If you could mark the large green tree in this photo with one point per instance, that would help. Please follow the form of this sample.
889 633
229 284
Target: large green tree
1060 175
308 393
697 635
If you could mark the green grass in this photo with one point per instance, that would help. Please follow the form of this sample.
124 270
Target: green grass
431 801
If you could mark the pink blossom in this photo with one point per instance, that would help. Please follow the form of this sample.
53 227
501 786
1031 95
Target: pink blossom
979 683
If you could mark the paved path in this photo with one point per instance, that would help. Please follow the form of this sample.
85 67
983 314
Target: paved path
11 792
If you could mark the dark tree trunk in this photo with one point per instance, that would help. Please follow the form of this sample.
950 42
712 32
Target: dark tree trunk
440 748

***

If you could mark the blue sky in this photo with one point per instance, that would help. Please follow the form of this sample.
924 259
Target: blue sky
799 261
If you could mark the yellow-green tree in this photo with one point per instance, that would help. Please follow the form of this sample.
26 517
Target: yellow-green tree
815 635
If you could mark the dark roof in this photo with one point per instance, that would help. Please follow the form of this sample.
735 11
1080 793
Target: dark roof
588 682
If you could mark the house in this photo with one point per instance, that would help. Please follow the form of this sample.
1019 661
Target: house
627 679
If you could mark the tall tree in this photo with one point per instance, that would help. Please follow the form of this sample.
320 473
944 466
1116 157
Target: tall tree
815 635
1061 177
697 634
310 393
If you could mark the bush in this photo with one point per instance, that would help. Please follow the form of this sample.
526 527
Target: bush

***

• _GOAL_:
Rewrite everything from the row containing "If you could mark the house" down to the row containing "Target: bush", changing "instance" to "object" wherever it appears and leaving everything else as it is.

• _SOLUTION TO THIS TASK_:
If you could mark the house in this photo with one point per object, that would help. Please follow the form of this sample.
1019 661
Target: house
627 679
If you could mark the tall tree in this photo with one point per object, that would help. Please follow the form of this sample.
320 473
944 466
1116 157
Target: tall tree
815 635
1061 177
697 634
310 393
If you could mark the bush in this photo with one point per object, that would help. Please follow the form of this sample.
526 527
Target: bush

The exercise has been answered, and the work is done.